**Short task a**
Reproduce the rows word for word, starting at the line containing "the golden light." and continuing through the last of the rows.

We'll call these the first term, second term, and third term respectively. The overall structure is shown in Fig. G.1 "Decomposition of the variation of the Einstein–Hilbert action".

🔵 Kai: Since it's a product of three factors, the differentiation rule splits it into three parts.

🟡 Lina: Right. The diagram shows them in numerical order, but we'll proceed in order of computational difficulty: first the technically independent third term (calculating \(\delta\sqrt{-g}\)), then the trivial first term (which stays as is), and finally the crucial second term (Palatini's identity).

%%{init: {"theme": "default", "themeCSS": ".edgePath .path, .flowchart-link { stroke-width: 2px !important; }"}}%%
flowchart TD
    A["δ(√-g · g^μν R_μν)"] --> B["Term 1<br>√-g R_μν δg^μν"]
    A --> C["Term 2<br>√-g g^μν δR_μν"]
    A --> D["Term 3<br>R · δ√-g"]
    B --> E["Stays as is<br>→ R_μν δg^μν"]
    C --> F["Palatini's identity<br>∇_α V^α (total derivative)"]
    F --> G["Boundary term → 0"]
    D --> H["Formula for δ√-g<br>→ -½ R g_μν δg^μν"]
    E --> I["Combined: (R_μν - ½ g_μν R) δg^μν"]
    H --> I

Fig. G.1: Decomposition of the variation of the Einstein–Hilbert action

G.3.1: Third Term: Calculating \(\delta\sqrt{-g}\)¶

🟡 Lina: Let's first deal with the most technically independent third term. Writing \(g \equiv \det(g_{\mu\nu})\), we want to find the variation of \(\sqrt{-g}\).

Step 1: Variation of the determinant (Jacobi's formula)

For the determinant of a matrix \(A\), in general:

\[ \delta(\det A) = (\det A)\,\mathrm{tr}(A^{-1}\,\delta A) \]

This was derived in General Relativity General Relativity Appendix C. Applying it to the metric tensor:

\[ \delta g = g\,g^{\mu\nu}\,\delta g_{\mu\nu} \]

🔵 Kai: \(\delta g_{\mu\nu}\) and \(\delta g^{\mu\nu}\) are different things, right? What's the relationship?

**Short task b**
Using the extract on the variation of the Einstein–Hilbert action, decide whether each statement agrees with it: (i) Lina plans to work on the third term before the others. (ii) Lina describes the first term as trivial. (iii) In the diagram, the boundary term goes to infinity. Answer yes or no for each and quote the deciding words.

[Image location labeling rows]
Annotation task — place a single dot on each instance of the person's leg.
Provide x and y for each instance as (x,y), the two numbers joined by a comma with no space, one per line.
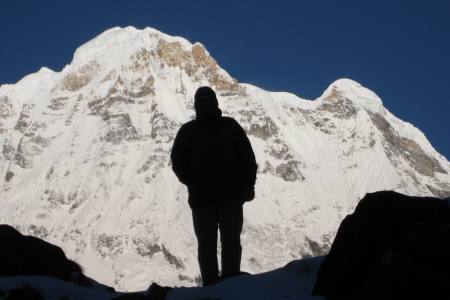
(205,228)
(230,225)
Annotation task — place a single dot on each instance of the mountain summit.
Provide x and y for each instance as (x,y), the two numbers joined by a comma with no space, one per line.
(85,159)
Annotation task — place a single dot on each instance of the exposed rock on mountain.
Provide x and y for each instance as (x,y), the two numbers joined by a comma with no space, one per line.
(85,156)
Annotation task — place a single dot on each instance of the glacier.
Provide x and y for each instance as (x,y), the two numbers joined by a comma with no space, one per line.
(85,159)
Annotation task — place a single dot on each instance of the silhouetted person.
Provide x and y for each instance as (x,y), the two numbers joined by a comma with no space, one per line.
(213,157)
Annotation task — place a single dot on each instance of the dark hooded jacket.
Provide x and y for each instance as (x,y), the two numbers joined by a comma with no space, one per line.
(213,157)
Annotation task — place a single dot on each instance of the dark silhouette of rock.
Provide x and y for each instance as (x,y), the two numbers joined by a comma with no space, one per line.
(23,293)
(382,235)
(154,292)
(27,255)
(417,267)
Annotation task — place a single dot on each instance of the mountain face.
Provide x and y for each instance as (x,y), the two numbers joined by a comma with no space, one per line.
(84,160)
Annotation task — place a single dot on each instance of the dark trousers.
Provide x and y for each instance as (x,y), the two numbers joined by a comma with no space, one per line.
(228,218)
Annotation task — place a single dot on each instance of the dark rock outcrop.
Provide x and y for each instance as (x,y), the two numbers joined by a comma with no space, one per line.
(28,255)
(392,247)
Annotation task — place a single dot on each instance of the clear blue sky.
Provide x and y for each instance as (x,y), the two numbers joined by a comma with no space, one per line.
(399,49)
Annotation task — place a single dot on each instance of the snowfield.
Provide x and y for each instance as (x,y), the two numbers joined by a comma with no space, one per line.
(84,160)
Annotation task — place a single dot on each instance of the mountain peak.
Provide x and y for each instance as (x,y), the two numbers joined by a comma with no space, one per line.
(359,95)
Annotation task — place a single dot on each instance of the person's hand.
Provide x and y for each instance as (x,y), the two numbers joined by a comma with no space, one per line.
(249,193)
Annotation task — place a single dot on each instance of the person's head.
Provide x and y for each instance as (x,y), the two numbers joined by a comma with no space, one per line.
(205,103)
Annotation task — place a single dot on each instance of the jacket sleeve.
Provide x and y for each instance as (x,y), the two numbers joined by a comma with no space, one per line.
(180,155)
(246,157)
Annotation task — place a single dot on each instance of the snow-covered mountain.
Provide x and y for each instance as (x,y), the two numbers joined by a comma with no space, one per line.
(85,159)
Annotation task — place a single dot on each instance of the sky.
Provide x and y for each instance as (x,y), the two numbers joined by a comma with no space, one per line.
(399,49)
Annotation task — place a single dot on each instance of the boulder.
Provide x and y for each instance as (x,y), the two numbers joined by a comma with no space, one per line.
(27,255)
(382,223)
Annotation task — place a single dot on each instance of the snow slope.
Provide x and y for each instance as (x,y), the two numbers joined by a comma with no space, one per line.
(85,159)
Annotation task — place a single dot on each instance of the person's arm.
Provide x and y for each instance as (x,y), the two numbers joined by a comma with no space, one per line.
(180,155)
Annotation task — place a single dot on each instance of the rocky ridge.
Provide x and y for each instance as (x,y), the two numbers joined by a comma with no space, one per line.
(84,160)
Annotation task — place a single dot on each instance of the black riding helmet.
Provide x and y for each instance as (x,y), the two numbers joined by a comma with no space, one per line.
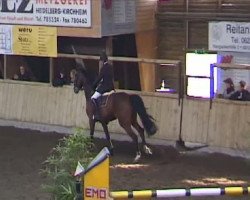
(103,56)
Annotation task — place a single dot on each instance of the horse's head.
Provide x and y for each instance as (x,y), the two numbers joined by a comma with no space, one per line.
(80,80)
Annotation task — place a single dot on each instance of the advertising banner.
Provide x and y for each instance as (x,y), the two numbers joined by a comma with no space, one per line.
(229,36)
(28,40)
(68,13)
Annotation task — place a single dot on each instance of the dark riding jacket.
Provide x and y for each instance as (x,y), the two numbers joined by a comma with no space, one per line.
(105,80)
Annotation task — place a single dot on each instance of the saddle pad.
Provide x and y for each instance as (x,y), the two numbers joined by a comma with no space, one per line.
(102,101)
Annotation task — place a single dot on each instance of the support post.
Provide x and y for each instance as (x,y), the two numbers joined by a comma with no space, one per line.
(211,84)
(51,70)
(5,67)
(146,43)
(96,177)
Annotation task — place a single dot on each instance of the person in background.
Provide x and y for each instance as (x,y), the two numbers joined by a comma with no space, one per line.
(103,83)
(60,79)
(72,76)
(23,74)
(229,88)
(241,94)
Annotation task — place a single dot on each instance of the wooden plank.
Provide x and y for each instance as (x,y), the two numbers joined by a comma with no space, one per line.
(229,125)
(195,120)
(124,59)
(232,66)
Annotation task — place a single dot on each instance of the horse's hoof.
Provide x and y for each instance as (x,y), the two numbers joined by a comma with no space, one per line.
(147,150)
(137,157)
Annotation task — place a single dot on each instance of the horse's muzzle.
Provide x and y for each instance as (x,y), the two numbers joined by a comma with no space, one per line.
(76,90)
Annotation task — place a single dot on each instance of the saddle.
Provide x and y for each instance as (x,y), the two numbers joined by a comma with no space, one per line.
(102,100)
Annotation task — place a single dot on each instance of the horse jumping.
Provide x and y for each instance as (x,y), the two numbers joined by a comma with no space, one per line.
(121,106)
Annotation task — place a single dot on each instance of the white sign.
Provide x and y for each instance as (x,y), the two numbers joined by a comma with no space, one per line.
(236,75)
(68,13)
(6,39)
(229,36)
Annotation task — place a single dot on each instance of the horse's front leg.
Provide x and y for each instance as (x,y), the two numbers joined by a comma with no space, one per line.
(92,128)
(106,131)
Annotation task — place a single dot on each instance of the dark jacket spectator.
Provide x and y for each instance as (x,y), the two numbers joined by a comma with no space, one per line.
(23,75)
(229,88)
(60,80)
(242,94)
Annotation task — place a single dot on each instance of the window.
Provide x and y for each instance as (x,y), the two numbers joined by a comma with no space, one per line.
(198,74)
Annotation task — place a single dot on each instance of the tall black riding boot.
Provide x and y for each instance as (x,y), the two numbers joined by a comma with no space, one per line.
(96,115)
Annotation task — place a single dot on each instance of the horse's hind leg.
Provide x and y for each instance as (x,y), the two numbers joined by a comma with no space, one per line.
(140,130)
(106,131)
(130,132)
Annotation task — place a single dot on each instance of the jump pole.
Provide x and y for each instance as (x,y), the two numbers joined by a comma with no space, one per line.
(96,185)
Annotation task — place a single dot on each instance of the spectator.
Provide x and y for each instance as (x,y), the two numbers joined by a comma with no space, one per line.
(242,94)
(60,79)
(229,88)
(23,75)
(72,76)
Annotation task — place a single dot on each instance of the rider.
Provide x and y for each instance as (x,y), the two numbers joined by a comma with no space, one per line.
(104,82)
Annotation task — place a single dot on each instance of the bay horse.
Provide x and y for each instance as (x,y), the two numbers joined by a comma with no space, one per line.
(121,106)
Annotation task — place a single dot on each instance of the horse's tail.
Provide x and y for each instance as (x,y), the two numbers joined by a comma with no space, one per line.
(147,120)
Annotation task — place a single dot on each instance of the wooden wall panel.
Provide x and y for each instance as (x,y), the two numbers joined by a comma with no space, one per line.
(40,103)
(203,5)
(195,120)
(229,124)
(171,45)
(198,35)
(145,15)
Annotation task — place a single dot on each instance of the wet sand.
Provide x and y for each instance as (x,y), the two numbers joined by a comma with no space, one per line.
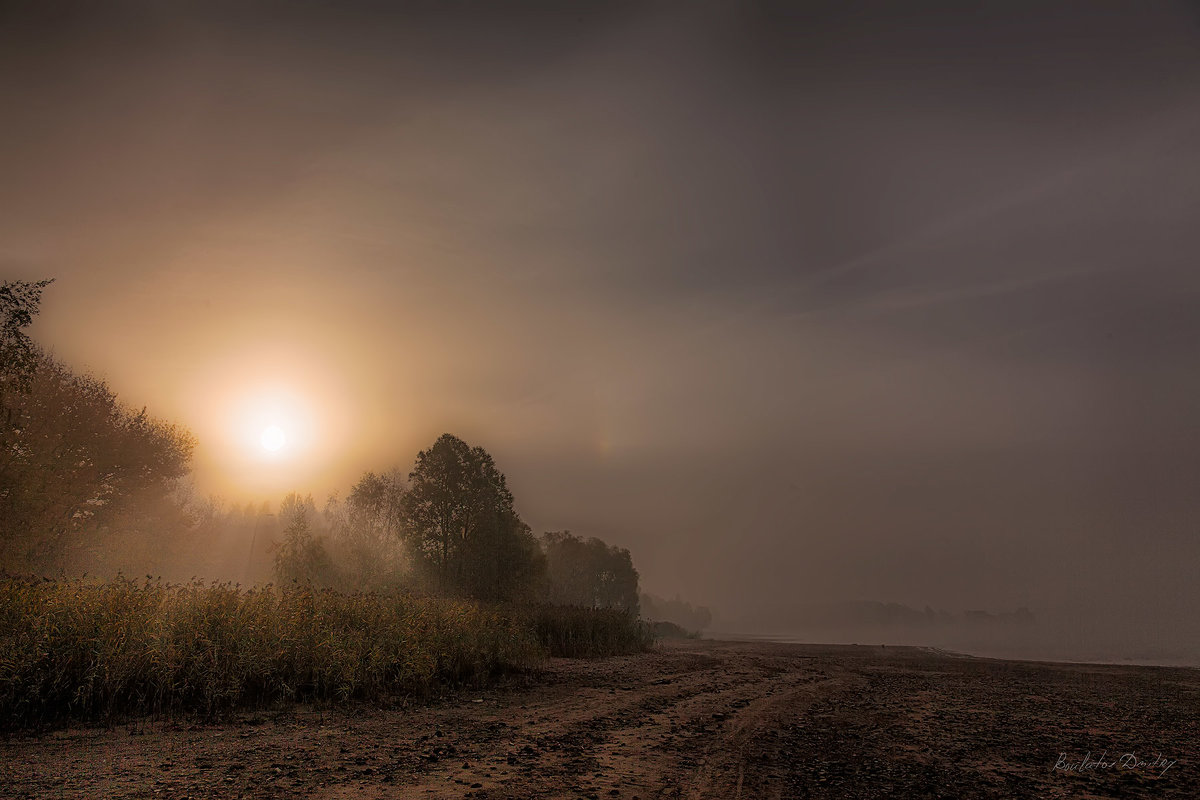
(691,720)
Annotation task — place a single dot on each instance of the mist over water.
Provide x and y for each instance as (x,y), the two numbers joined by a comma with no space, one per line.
(817,312)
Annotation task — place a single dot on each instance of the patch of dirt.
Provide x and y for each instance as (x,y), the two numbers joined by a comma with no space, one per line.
(691,720)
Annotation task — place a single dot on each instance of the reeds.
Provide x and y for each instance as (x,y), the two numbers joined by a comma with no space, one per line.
(579,632)
(72,650)
(75,650)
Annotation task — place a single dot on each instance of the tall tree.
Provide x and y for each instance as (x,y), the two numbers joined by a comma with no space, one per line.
(73,461)
(461,527)
(588,572)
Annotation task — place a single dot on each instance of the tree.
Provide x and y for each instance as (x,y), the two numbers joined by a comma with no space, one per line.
(300,557)
(461,528)
(19,302)
(73,461)
(365,531)
(589,572)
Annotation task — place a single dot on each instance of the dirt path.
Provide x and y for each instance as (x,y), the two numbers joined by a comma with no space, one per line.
(695,720)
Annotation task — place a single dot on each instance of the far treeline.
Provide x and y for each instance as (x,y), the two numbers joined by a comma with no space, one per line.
(88,485)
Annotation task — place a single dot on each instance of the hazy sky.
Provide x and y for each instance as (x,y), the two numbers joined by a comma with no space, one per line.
(797,301)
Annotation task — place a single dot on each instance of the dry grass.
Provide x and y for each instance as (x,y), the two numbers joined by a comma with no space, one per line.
(72,650)
(575,632)
(75,650)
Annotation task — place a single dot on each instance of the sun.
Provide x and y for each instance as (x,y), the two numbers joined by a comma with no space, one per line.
(273,438)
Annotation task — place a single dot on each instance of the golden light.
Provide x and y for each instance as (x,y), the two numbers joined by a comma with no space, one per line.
(273,438)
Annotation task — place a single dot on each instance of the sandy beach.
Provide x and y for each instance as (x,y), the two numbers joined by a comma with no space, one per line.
(690,720)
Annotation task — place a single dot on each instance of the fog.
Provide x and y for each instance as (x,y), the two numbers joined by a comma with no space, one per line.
(803,305)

**Task answer a**
Annotation task — place a single dot on each instance of the golden light.
Provide x and y for each instance as (x,y), the two numbers joined by a comma with no space, one per line.
(273,438)
Annotation task — place a single dot on each instance of the sandy beach.
Provide x and y for each instance as (x,y), the two numbers joined by a comma with no space, one per line.
(690,720)
Annotation task — place a single dot on each instance of the fog.
Provide x and y for each instance as (x,y), the two numbers joined by a comma with no space, one per line.
(803,305)

**Task answer b**
(i) Yes: "first the technically independent third term"
(ii) Yes: "the trivial first term (which stays as is)"
(iii) No: "Boundary term → 0"